--- Start of Task inputs ---

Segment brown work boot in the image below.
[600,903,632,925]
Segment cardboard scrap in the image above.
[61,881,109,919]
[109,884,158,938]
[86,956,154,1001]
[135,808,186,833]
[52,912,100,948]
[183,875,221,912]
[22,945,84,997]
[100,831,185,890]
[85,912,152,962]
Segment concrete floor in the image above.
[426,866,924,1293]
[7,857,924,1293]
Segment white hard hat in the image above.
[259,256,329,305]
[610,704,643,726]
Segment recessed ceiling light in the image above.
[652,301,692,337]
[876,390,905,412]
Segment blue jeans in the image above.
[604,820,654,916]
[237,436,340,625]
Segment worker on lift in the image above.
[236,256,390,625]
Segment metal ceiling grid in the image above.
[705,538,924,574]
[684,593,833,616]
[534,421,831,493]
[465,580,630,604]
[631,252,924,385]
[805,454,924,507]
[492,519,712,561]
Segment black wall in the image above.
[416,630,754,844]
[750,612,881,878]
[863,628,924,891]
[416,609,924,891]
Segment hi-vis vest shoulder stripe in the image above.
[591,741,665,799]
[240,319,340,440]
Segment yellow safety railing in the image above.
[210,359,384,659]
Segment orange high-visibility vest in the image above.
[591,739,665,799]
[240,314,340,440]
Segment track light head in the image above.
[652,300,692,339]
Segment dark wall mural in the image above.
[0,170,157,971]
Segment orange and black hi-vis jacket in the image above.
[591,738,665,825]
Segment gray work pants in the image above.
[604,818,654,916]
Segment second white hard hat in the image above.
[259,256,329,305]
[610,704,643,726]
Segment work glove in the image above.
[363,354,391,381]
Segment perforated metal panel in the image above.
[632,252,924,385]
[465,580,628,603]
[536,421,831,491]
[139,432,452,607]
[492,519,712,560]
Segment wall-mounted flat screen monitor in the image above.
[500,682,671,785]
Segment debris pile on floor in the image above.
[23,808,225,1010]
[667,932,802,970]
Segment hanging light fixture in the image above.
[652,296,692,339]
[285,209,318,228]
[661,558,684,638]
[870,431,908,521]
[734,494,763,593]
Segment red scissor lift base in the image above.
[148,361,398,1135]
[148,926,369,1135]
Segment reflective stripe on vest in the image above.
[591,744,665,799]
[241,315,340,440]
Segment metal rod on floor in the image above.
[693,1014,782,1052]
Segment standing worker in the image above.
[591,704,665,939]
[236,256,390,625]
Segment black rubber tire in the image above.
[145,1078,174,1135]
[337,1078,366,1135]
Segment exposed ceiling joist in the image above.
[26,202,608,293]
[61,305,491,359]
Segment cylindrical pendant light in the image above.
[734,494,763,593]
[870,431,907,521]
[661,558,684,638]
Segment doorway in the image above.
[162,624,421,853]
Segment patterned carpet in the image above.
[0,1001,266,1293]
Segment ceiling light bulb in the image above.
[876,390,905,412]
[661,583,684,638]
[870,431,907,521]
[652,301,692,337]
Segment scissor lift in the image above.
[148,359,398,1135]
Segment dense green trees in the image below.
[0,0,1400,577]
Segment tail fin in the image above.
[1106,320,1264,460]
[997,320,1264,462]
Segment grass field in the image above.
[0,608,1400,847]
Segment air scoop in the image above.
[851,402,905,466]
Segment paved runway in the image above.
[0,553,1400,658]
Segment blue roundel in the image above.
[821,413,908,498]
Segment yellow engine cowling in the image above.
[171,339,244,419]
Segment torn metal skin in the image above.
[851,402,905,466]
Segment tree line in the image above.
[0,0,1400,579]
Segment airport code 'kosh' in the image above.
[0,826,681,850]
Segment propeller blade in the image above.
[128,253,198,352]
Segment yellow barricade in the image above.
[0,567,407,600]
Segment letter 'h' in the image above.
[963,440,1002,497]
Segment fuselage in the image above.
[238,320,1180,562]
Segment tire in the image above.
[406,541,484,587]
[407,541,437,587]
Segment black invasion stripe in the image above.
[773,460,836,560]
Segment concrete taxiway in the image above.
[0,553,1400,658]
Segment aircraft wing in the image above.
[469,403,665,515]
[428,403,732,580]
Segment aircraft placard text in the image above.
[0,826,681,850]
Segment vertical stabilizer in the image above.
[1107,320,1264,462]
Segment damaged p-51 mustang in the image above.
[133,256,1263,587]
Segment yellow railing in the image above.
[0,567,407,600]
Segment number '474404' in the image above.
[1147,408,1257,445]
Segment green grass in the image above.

--- End of Task inputs ---

- _Written instruction_:
Present the lines above as a numbered list, leaving out any blank lines.

- _Complete answer_:
1. Segment brown work boot in the image below.
2. [600,903,632,925]
3. Segment cardboard scrap in the image above.
4. [61,881,109,919]
5. [109,884,158,938]
6. [86,956,154,1001]
7. [135,808,186,833]
8. [52,912,100,948]
9. [183,875,221,912]
10. [22,945,84,997]
11. [100,831,185,890]
12. [85,912,152,962]
13. Segment concrete floor in the image above.
14. [426,866,924,1293]
15. [7,857,924,1293]
16. Segment white hard hat in the image above.
17. [259,256,329,305]
18. [610,704,643,726]
19. Segment recessed ceiling light in the image above.
20. [652,301,692,337]
21. [876,390,905,412]
22. Segment blue jeans in the image above.
23. [604,820,654,916]
24. [237,436,340,625]
25. Segment worker on lift in the image above.
26. [236,256,390,625]
27. Segment metal ceiling grid in the image above.
28. [705,538,924,574]
29. [684,593,833,616]
30. [534,421,831,493]
31. [465,580,630,604]
32. [631,252,924,385]
33. [805,454,924,507]
34. [492,519,712,561]
35. Segment black wall in the image above.
36. [416,630,754,844]
37. [750,612,881,878]
38. [863,628,924,891]
39. [416,609,924,891]
40. Segment hi-vis vest shoulder stripe in the image above.
41. [591,741,665,799]
42. [240,319,340,440]
43. Segment yellow safety railing in the image above.
44. [210,359,384,659]
45. Segment orange high-visibility vest in the image above.
46. [591,739,665,799]
47. [240,314,340,440]
48. Segment track light head in the image above.
49. [652,300,692,339]
50. Segment dark wall mural in the image above.
51. [0,170,157,971]
52. Segment orange and black hi-vis jacket in the image above.
53. [591,738,665,825]
54. Segment gray work pants in the image above.
55. [604,818,654,916]
56. Segment second white hard hat in the image above.
57. [259,256,329,305]
58. [610,704,643,726]
59. Segment work glove in the image above.
60. [363,354,391,381]
61. Segment perforated metal panel in the image above.
62. [632,252,924,385]
63. [465,580,628,603]
64. [536,421,831,491]
65. [139,432,452,607]
66. [492,519,712,560]
67. Segment wall-mounted flat screen monitor in the image above.
68. [500,682,671,785]
69. Segment debris pile on floor in the image above.
70. [23,808,225,1010]
71. [667,932,802,970]
72. Segment hanging light fixture in the image above.
73. [652,296,692,339]
74. [285,209,318,228]
75. [661,558,684,638]
76. [870,431,908,521]
77. [734,494,763,593]
78. Segment red scissor lift base in the image above.
79. [148,361,398,1135]
80. [148,926,369,1135]
81. Segment reflective stripe on vest in the image above.
82. [591,744,665,799]
83. [241,315,340,440]
84. Segment metal rod on floor in the image above.
85. [693,1014,782,1052]
86. Segment standing worker in the image above.
87. [591,704,665,939]
88. [236,256,390,625]
89. Segment black rubber tire in the image above.
90. [145,1078,174,1135]
91. [337,1078,366,1135]
92. Segment exposed ceiling joist in the image above.
93. [26,202,608,293]
94. [61,305,491,359]
95. Segment cylindrical pendant light in the image above.
96. [734,494,763,593]
97. [870,431,907,521]
98. [661,558,684,638]
99. Segment doorway in the image above.
100. [162,624,421,853]
101. Segment patterned carpet in the image above.
102. [0,1001,266,1293]
103. Segment ceiling light bulb in the image above.
104. [876,390,905,412]
105. [661,583,684,638]
106. [870,431,907,521]
107. [652,301,692,337]
108. Segment scissor lift in the image above.
109. [148,359,398,1135]
110. Segment dense green trees in the image below.
111. [0,0,1400,577]
112. Segment tail fin in the image above.
113. [1106,320,1264,460]
114. [997,320,1264,462]
115. Segment grass field in the image above.
116. [0,608,1400,847]
117. Segment air scoop in the image above.
118. [851,402,905,466]
119. Segment paved runway in the image above.
120. [0,553,1400,658]
121. Segment blue roundel in the image above.
122. [821,413,908,498]
123. Segment yellow engine cowling in the image above.
124. [171,339,244,419]
125. Segment torn metal skin in the image above.
126. [851,402,905,466]
127. Segment tree line in the image above.
128. [0,0,1400,579]
129. Segment airport code 'kosh' in the image above.
130. [0,826,681,850]
131. Segment propeller blade in the image above.
132. [128,253,198,352]
133. Segment yellow barricade in the image above.
134. [0,567,407,600]
135. Segment letter 'h' in the image above.
136. [963,440,1002,497]
137. Segment fuselage in the image above.
138. [238,320,1180,562]
139. Segment tire in the image above.
140. [406,541,484,587]
141. [407,541,437,587]
142. Segment black invasion stripe in the image above.
143. [773,460,836,560]
144. Segment concrete taxiway in the image above.
145. [0,553,1400,658]
146. Segment aircraft wing in the image above.
147. [469,403,665,515]
148. [428,403,732,580]
149. Segment aircraft placard text in the image above.
150. [0,826,681,850]
151. Segment vertical stabilizer in the image above.
152. [1107,320,1264,462]
153. Segment damaged p-51 mustang in the image above.
154. [133,256,1263,587]
155. Segment yellow railing in the image above.
156. [0,567,407,600]
157. Segment number '474404' in the image above.
158. [1147,408,1257,445]
159. Segment green grass in the image above.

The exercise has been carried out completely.